— SELECTED EXTRACT —
::::::::::

The best marking knife is the one you make for yourself.
Over the past eight years, I’ve used any number of knives to mark lines on wood. Some of my first dovetails were laid out with a utility knife–and they weren’t half bad dovetails, either. In a pinch, I have also used my pocketknife to lay out saw cuts and the like. I’ve also used a couple different X-Acto knives, an old surgical scalpel, and even a repurposed paring knife.
Each one has had its advantages and drawbacks. From left to right:
- Regular X-Acto knives (which come standard with the #11 blade) are too delicate for most marking jobs. They’re fine for very fine cutting jobs, but I prefer something more robust for slicing wood.
- The larger X-Acto knife, when fitted with a #22 curved blade or a #19 angled blade (shown above), iss significantly better. For several years this was my go-to knife. Although the blades are disposable, they can easily be resharpened. But the cold, cylindrical, aluminum handle left something to be desired.
- A surgical scalpel takes a very keen edge and slices wood very well, but the flat handle is uncomfortable for any but the lightest of cuts.
- The paring knife worked fairly well, and it was as comfortable to hold as a plastic handle gets. I used it for a number of projects, but this particular knife’s steel was too soft, so I eventually abandoned it.
I began with a #22 X-Acto blade. I ground off much of the tang, leaving sharp spurs. Those will help affix the blade in the handle.
For a ferrule, I happened to have a small brass ring on hand left over from another project, but I could just as easily have gotten one from Lee Valley.
For the handle, I had a scrap of pecan (of course), though I could have used any number of nice hardwoods. This one just happened to be lying on my workbench.

::::::::::

— SUPPLIED DATA —
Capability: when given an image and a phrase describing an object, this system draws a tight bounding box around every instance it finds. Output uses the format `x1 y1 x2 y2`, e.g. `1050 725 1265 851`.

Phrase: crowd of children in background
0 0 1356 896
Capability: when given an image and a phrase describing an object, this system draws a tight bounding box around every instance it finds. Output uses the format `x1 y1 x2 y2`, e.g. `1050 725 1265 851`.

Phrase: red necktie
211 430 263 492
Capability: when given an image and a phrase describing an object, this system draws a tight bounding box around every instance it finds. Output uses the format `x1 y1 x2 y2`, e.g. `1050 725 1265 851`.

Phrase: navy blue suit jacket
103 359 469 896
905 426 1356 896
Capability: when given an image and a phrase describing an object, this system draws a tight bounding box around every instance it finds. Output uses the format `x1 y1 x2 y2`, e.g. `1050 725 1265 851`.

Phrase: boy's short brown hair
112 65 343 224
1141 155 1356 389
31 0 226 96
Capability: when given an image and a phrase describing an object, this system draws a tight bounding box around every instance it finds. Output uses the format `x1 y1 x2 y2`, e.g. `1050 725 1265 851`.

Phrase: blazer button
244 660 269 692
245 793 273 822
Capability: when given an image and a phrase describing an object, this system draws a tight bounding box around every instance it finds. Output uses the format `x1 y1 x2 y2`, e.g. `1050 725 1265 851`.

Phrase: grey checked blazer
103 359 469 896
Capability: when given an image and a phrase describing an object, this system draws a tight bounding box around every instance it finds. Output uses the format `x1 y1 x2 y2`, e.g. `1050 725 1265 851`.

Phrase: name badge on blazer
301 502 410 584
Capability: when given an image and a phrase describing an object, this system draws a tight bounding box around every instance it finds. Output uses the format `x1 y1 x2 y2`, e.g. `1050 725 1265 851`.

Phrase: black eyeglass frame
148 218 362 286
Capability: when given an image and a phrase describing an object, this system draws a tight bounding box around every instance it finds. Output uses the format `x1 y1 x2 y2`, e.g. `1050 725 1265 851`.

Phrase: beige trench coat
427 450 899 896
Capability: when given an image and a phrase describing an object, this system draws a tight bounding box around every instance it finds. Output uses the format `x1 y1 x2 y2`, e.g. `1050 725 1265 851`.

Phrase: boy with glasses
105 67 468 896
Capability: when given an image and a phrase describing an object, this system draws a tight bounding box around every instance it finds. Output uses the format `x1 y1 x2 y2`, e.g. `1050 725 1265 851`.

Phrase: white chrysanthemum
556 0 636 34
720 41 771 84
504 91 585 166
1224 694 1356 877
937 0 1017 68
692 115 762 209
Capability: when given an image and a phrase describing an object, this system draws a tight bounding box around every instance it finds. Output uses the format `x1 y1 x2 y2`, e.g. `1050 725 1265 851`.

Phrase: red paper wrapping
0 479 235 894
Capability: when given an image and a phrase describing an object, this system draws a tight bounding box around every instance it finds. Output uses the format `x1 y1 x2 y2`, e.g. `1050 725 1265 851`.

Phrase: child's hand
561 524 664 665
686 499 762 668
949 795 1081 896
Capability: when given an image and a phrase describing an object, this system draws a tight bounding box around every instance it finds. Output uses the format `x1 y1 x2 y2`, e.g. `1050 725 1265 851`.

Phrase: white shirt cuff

::::::::::

— REQUIRED ACTIONS —
**1)** Reproduce the marking-knife text in full, word for word.
**2)** Output the portion of the entries that begins with their first line and ends with the line containing "0 0 1356 896", including both of those lines and nothing beyond them.
The marking-knife text and the entries were taken from unrelated sources.

— ANSWERS TO THE EXERCISES —
**1)**
The best marking knife is the one you make for yourself.
Over the past eight years, I’ve used any number of knives to mark lines on wood. Some of my first dovetails were laid out with a utility knife–and they weren’t half bad dovetails, either. In a pinch, I have also used my pocketknife to lay out saw cuts and the like. I’ve also used a couple different X-Acto knives, an old surgical scalpel, and even a repurposed paring knife.
Each one has had its advantages and drawbacks. From left to right:
- Regular X-Acto knives (which come standard with the #11 blade) are too delicate for most marking jobs. They’re fine for very fine cutting jobs, but I prefer something more robust for slicing wood.
- The larger X-Acto knife, when fitted with a #22 curved blade or a #19 angled blade (shown above), iss significantly better. For several years this was my go-to knife. Although the blades are disposable, they can easily be resharpened. But the cold, cylindrical, aluminum handle left something to be desired.
- A surgical scalpel takes a very keen edge and slices wood very well, but the flat handle is uncomfortable for any but the lightest of cuts.
- The paring knife worked fairly well, and it was as comfortable to hold as a plastic handle gets. I used it for a number of projects, but this particular knife’s steel was too soft, so I eventually abandoned it.
I began with a #22 X-Acto blade. I ground off much of the tang, leaving sharp spurs. Those will help affix the blade in the handle.
For a ferrule, I happened to have a small brass ring on hand left over from another project, but I could just as easily have gotten one from Lee Valley.
For the handle, I had a scrap of pecan (of course), though I could have used any number of nice hardwoods. This one just happened to be lying on my workbench.

**2)**
Capability: when given an image and a phrase describing an object, this system draws a tight bounding box around every instance it finds. Output uses the format `x1 y1 x2 y2`, e.g. `1050 725 1265 851`.

Phrase: crowd of children in background
0 0 1356 896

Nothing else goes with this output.